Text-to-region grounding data
=-=-=
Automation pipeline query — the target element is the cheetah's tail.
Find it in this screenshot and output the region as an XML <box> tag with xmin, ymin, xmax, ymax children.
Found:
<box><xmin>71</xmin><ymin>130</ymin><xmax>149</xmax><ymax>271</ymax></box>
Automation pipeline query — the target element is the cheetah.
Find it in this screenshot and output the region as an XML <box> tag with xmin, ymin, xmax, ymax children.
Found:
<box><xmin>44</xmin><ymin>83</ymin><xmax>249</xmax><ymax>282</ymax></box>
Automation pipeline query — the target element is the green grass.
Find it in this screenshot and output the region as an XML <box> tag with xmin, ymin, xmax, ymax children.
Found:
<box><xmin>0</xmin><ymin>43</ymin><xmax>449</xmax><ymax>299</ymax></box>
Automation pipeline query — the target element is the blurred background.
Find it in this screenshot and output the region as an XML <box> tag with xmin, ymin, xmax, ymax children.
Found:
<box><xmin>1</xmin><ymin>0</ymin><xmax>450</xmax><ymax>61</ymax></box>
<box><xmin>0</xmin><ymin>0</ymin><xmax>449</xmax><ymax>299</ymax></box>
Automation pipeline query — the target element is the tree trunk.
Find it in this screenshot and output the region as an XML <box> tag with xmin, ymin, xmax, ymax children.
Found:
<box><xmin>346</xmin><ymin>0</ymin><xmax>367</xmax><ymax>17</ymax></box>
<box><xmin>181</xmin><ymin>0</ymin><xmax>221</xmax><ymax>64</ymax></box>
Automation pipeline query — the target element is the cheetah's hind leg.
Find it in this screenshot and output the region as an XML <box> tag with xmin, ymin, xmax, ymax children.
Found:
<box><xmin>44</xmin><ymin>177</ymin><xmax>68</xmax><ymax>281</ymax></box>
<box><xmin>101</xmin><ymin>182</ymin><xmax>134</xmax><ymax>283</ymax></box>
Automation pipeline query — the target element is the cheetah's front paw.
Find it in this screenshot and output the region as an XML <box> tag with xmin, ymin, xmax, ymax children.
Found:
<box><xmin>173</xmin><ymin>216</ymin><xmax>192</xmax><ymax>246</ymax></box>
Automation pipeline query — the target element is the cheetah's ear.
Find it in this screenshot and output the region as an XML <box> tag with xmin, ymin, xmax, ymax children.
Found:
=-=-=
Exercise requirements
Quote each line of the data above exactly as written.

Exercise solution
Automation pipeline query — the target element is the cheetah's tail.
Find it in this screenshot and output the region as an XML <box> tag with xmin, ymin, xmax, ymax children.
Found:
<box><xmin>71</xmin><ymin>130</ymin><xmax>149</xmax><ymax>271</ymax></box>
Automation pipeline query — the target element is the cheetah.
Find it in this screenshot and output the region as an XML <box> tag with xmin, ymin, xmax, ymax children.
Found:
<box><xmin>44</xmin><ymin>83</ymin><xmax>249</xmax><ymax>282</ymax></box>
Automation pipeline query — the target element is the green grass.
Find it in this screenshot and output the region as an XML <box> tag with xmin, ymin, xmax, ymax children.
Found:
<box><xmin>0</xmin><ymin>43</ymin><xmax>449</xmax><ymax>299</ymax></box>
Automation pipeline query — the target element is the blurred background.
Find it in this screenshot and output the region as an XML <box> tag with xmin, ymin, xmax, ymax children.
Found:
<box><xmin>1</xmin><ymin>0</ymin><xmax>450</xmax><ymax>61</ymax></box>
<box><xmin>0</xmin><ymin>0</ymin><xmax>449</xmax><ymax>299</ymax></box>
Automation pipeline query — the target element is the tree trunk.
Find it in this screenshot and output the region as an XML <box> tag with xmin, ymin, xmax, ymax children.
Found:
<box><xmin>346</xmin><ymin>0</ymin><xmax>367</xmax><ymax>17</ymax></box>
<box><xmin>181</xmin><ymin>0</ymin><xmax>221</xmax><ymax>64</ymax></box>
Automation pipeline query — the target element is the cheetah's hind leg.
Find it in this screenshot and output the region as an XML <box> tag with xmin, ymin, xmax, ymax children.
Found:
<box><xmin>44</xmin><ymin>177</ymin><xmax>68</xmax><ymax>281</ymax></box>
<box><xmin>101</xmin><ymin>182</ymin><xmax>134</xmax><ymax>283</ymax></box>
Automation pipeline query — the target element is the cheetah's front paw.
Find it in this screenshot and output the region as an XML <box> tag with xmin, ymin, xmax, ymax children.
Found:
<box><xmin>173</xmin><ymin>216</ymin><xmax>192</xmax><ymax>246</ymax></box>
Automation pipeline query — the target element is the cheetah's ear.
Find it in this screenshot and output the region as an XML <box> tag with xmin, ymin, xmax, ymax children.
Found:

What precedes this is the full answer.